#### Passage to read ####

Question

A rigid bar of mass $M$ is supported symmetrically by three wires each of length $L$. Those at each end are of copper and the middle one is of iron. The ratio of their diameters, if each is to have the same tension, is equal to

• A. $\frac{Y_{copper}}{Y_{iron}}$
• B. $\sqrt{\frac{Y_{iron}}{Y_{copper}}}$
• C. $\frac{Y_{iron}^2}{Y_{copper}^2}$
• D. $\frac{Y_{iron}}{Y_{copper}}$

Answer 1

Answer: (B)

The situation is as shown in the figure.
Let $T$ be tension in each wire.
As the bar is supported symmetrically by the three wires, therefore extension in each wire is same.
As $Y=\frac{F/A}{\Delta L/L}$
If D is the diameter of the wire,

then $Y=\frac{F/\pi {\left(D/2\right)}^2}{\Delta L/L}$ $=\frac{4FL}{\pi D^2\Delta L}$
As per the conditions of the problem, $F\left(tension\right)$, length $L$, and extension $\Delta L$ is same for each wire.
$\therefore$ $Y\propto \frac{1}{D^2}$ or $D\propto \sqrt{\frac{1}{Y}}$ $\therefore$ $\frac{D_{copper}}{D_{iron}}$ $=\sqrt{\frac{Y_{iron}}{Y_{copper}}}$

#### Information supplied ####

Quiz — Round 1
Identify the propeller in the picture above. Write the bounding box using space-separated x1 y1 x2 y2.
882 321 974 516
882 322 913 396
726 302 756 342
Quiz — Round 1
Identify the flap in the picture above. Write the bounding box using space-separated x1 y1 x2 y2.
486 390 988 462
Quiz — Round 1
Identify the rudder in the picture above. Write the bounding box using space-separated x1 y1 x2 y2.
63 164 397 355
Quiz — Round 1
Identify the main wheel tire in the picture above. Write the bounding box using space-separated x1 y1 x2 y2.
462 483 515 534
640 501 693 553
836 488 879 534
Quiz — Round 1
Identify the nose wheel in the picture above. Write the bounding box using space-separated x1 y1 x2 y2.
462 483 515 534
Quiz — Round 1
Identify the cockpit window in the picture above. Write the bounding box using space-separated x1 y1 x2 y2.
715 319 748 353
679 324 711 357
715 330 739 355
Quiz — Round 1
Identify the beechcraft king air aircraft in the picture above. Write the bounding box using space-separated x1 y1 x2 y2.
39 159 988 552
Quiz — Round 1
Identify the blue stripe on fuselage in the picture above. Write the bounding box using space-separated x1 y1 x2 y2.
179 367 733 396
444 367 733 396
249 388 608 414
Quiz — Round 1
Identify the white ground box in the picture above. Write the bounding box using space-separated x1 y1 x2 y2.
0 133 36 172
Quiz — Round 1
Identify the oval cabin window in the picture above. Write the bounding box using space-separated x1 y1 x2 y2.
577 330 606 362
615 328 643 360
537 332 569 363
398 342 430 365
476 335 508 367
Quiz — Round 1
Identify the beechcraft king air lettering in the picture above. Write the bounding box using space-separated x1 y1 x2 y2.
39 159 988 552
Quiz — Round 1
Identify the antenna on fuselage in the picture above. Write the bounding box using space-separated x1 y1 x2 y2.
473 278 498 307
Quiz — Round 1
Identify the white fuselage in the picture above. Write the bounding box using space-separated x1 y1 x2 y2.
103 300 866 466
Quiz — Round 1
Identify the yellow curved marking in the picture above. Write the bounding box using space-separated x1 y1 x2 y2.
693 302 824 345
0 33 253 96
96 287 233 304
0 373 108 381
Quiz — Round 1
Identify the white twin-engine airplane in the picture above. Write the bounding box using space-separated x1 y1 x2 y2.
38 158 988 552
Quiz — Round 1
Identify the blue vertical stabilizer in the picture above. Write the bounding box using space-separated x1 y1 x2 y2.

####

Exercise 1 :: Reproduce the passage of the rigid-bar problem from "Answer: (B)" up to and including "for each wire.".
Exercise 2 :: In the rigid-bar problem, what metal is the middle wire made of?

Finished answer 1 ::
Answer: (B)

The situation is as shown in the figure.
Let $T$ be tension in each wire.
As the bar is supported symmetrically by the three wires, therefore extension in each wire is same.
As $Y=\frac{F/A}{\Delta L/L}$
If D is the diameter of the wire,

then $Y=\frac{F/\pi {\left(D/2\right)}^2}{\Delta L/L}$ $=\frac{4FL}{\pi D^2\Delta L}$
As per the conditions of the problem, $F\left(tension\right)$, length $L$, and extension $\Delta L$ is same for each wire.

Finished answer 2 :: Iron.